**Задание A**
С чем в первом абзаце исходного текста сравнивается русская традиция?
**Задание B**
Перечислите всех писателей, упомянутых в абзаце исходного текста, который начинается словами «Она, бесспорно, пожрала».

Русская поэтика, русская просодия, лексика, – традиция, в конце концов, – ведет себя как мать, пожирающая собственных детей, практически не оставляя априорно иноязычному автору сохранять особенности – не то чтобы описания, но даже видения, внутреннего и внешнего.

Она, бесспорно, пожрала киргиза Айтматова; думаю, достаточно обкорнала горячо любимого мною белоруса Быкова; сослужила недобрую службу чувашу Айги. И без того заикавшийся, пациент стал попросту темным (не Темным, увы!), благодаря чему закрепил за собой сомнительное звание главного шамана страны. Особо жестоко обошлась с евреями, склонив к вульгарному трамвайному акценту Бабеля, выхолостив Самойлова, подменив Бродскому высокую семитскую задышливость резиновой рациональной жвачкой.

Отчего Бродскому не идет холодный рационализм, как идет он Милошу и прочим «католикам»? Бродский – еврей, и по типу восприятия не может быть индивидуалистом. Он в принципе не может рассуждать в диалоге с божеством, ибо последнее не говорит с ним, но говорит, посредством его, с евреями. Еврейские пророки вообще не могли быть – Шишков, прости! – интровертами, эзотериками, поскольку к ним никто и не обращался, так что не с чего было погружаться в себя, ничего не толкуя.

Скопческая проницательность, преподносящая зло как материально-техническую базу культуры, отрабатывает свою правоту в душном воздухе, обожженном до младенческой красноты наждаком пустыни. Нужно сдаться на ее милость, чтобы, довольствуясь двумя-тремя ходами на местном пейзаже, спастись, избежав служения чужому злу.

**Сохранённые данные**
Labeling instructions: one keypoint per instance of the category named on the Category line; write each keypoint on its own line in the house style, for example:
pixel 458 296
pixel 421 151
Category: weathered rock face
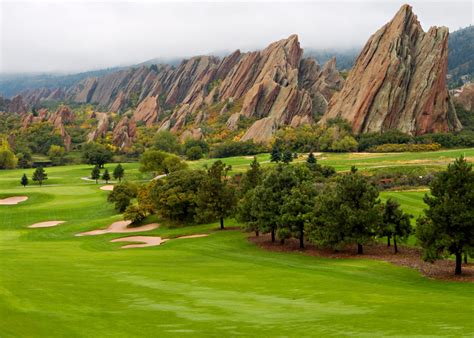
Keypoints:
pixel 17 105
pixel 465 97
pixel 399 81
pixel 274 82
pixel 102 127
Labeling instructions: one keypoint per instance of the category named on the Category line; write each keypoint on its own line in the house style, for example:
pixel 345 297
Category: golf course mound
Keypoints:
pixel 143 241
pixel 13 200
pixel 46 224
pixel 120 227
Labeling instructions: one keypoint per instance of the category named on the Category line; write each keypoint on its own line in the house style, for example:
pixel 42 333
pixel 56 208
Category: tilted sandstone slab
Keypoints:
pixel 399 81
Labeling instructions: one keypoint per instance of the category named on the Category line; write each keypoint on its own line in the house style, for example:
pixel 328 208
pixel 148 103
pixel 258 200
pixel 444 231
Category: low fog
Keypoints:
pixel 53 36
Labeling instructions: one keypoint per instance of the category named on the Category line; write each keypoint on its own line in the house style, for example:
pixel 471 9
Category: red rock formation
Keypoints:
pixel 465 97
pixel 399 81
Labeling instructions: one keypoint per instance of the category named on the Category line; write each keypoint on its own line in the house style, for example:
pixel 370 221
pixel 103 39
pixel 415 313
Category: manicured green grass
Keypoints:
pixel 432 160
pixel 55 284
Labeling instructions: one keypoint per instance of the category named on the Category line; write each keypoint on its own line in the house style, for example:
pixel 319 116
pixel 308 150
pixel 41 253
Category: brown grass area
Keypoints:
pixel 407 257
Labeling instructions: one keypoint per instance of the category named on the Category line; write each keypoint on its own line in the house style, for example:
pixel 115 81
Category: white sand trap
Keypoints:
pixel 144 241
pixel 194 236
pixel 119 228
pixel 13 200
pixel 46 224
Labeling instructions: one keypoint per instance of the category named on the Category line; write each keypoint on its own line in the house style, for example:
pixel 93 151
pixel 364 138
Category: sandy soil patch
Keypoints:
pixel 46 224
pixel 143 241
pixel 13 200
pixel 119 228
pixel 408 257
pixel 193 236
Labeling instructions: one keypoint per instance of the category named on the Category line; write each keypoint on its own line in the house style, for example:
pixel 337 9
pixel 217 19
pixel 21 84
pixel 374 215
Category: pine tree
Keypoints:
pixel 311 158
pixel 95 174
pixel 287 156
pixel 275 154
pixel 40 175
pixel 106 176
pixel 24 180
pixel 119 172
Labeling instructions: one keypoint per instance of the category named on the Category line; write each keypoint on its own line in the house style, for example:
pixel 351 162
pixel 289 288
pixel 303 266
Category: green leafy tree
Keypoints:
pixel 448 226
pixel 56 154
pixel 194 153
pixel 175 195
pixel 275 155
pixel 395 223
pixel 252 177
pixel 287 157
pixel 347 212
pixel 166 141
pixel 216 199
pixel 40 175
pixel 24 180
pixel 8 160
pixel 311 158
pixel 297 209
pixel 106 176
pixel 135 214
pixel 97 154
pixel 119 172
pixel 95 173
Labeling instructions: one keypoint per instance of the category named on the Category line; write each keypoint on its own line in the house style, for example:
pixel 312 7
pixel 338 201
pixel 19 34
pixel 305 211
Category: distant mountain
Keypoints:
pixel 344 58
pixel 12 84
pixel 461 56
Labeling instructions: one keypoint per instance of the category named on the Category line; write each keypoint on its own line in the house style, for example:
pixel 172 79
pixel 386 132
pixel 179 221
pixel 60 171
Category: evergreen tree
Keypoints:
pixel 395 223
pixel 106 176
pixel 287 156
pixel 275 155
pixel 215 198
pixel 448 226
pixel 24 180
pixel 252 177
pixel 40 175
pixel 311 158
pixel 95 173
pixel 119 172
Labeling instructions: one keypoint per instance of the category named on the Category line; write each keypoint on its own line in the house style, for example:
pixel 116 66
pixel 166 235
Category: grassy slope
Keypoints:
pixel 55 284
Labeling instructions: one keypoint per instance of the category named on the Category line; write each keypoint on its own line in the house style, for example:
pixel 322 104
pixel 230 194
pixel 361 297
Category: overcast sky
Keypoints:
pixel 46 36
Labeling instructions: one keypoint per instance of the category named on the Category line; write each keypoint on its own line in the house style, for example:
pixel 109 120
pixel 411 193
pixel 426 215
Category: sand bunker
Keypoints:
pixel 145 241
pixel 13 200
pixel 193 236
pixel 120 227
pixel 46 224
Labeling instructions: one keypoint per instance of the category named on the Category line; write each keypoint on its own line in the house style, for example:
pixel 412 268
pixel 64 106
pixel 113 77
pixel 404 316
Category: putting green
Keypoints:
pixel 55 284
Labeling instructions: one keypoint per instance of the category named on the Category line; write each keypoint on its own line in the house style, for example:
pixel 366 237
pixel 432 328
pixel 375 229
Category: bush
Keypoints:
pixel 194 153
pixel 135 214
pixel 233 148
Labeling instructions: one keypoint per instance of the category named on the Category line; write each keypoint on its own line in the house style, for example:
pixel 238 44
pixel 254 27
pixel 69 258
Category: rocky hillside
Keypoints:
pixel 399 81
pixel 272 87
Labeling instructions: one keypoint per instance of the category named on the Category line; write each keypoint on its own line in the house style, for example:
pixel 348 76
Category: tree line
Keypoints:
pixel 312 204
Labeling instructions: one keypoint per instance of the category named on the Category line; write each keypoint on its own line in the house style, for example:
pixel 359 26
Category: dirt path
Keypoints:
pixel 46 224
pixel 144 241
pixel 119 228
pixel 408 257
pixel 13 200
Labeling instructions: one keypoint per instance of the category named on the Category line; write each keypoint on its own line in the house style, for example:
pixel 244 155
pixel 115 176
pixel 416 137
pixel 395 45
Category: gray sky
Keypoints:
pixel 45 36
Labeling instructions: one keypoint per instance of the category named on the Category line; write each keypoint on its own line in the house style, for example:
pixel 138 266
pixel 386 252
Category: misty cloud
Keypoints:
pixel 45 36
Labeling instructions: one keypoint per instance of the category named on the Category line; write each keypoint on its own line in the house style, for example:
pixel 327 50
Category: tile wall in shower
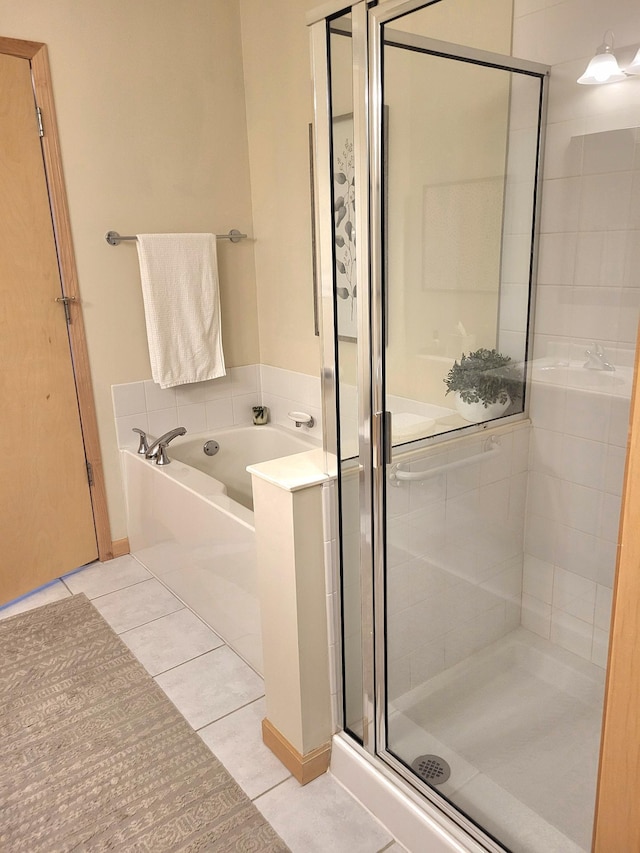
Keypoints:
pixel 588 292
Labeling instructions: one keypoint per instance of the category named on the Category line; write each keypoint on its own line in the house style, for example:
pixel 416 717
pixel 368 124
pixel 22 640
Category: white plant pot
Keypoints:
pixel 475 413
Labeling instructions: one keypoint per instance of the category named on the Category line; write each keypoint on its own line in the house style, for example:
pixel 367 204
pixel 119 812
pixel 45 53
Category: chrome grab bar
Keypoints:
pixel 397 474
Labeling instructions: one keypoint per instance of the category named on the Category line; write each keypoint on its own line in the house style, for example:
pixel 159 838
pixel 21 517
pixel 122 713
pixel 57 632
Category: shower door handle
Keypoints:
pixel 382 438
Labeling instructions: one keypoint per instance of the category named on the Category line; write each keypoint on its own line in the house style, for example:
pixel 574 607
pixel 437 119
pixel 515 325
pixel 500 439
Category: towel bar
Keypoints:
pixel 114 239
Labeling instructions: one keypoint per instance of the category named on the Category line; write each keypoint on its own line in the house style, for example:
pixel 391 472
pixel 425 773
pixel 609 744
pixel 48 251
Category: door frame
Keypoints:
pixel 37 55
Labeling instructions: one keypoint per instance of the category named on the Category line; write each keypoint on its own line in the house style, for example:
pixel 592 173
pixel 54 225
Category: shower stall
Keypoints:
pixel 477 548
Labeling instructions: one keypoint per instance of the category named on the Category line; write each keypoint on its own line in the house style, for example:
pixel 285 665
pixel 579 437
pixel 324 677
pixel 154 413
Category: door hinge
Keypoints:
pixel 65 300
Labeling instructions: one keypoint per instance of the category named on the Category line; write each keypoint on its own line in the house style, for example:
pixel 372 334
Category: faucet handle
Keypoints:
pixel 144 444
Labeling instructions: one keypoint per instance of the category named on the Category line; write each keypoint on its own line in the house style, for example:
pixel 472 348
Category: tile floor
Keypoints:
pixel 223 700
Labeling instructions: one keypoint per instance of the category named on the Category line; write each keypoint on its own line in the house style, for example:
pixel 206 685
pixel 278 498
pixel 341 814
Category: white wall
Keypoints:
pixel 275 43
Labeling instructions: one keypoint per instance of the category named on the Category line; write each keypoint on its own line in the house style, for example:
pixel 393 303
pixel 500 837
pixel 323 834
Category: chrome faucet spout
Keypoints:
pixel 158 450
pixel 596 359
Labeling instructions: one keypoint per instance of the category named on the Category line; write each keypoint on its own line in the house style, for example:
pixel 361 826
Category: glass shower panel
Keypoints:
pixel 345 292
pixel 483 713
pixel 460 170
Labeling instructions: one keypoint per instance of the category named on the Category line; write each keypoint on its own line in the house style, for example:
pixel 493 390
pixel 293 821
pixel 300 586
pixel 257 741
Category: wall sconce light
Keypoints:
pixel 604 67
pixel 634 67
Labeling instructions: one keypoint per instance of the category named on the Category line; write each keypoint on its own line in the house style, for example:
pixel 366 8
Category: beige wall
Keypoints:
pixel 279 108
pixel 153 129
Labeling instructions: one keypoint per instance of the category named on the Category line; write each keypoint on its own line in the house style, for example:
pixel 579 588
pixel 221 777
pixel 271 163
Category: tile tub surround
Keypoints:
pixel 176 648
pixel 217 403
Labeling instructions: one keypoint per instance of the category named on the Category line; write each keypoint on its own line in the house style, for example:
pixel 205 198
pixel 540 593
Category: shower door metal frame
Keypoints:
pixel 368 19
pixel 378 17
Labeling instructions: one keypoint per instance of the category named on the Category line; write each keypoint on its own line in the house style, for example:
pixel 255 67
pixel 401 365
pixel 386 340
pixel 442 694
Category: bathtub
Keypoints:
pixel 191 524
pixel 239 447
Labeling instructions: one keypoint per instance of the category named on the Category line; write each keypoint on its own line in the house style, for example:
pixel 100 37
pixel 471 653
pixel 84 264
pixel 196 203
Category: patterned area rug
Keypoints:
pixel 95 757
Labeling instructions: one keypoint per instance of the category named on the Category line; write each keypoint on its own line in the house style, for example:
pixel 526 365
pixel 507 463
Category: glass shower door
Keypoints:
pixel 482 713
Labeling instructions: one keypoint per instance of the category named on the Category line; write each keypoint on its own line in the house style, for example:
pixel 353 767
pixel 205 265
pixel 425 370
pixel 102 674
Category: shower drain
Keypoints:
pixel 431 769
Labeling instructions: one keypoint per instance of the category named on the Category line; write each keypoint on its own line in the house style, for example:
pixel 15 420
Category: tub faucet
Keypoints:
pixel 596 360
pixel 158 450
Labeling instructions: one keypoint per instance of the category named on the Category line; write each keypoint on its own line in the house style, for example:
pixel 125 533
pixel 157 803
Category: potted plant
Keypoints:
pixel 485 383
pixel 260 415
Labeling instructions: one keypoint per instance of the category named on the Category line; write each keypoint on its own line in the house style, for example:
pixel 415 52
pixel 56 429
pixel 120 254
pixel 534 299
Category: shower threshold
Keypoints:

**Результат выполнения A**
С матерью, пожирающей собственных детей.

**Результат выполнения B**
Айтматов, Быков, Айги, Бабель, Самойлов, Бродский.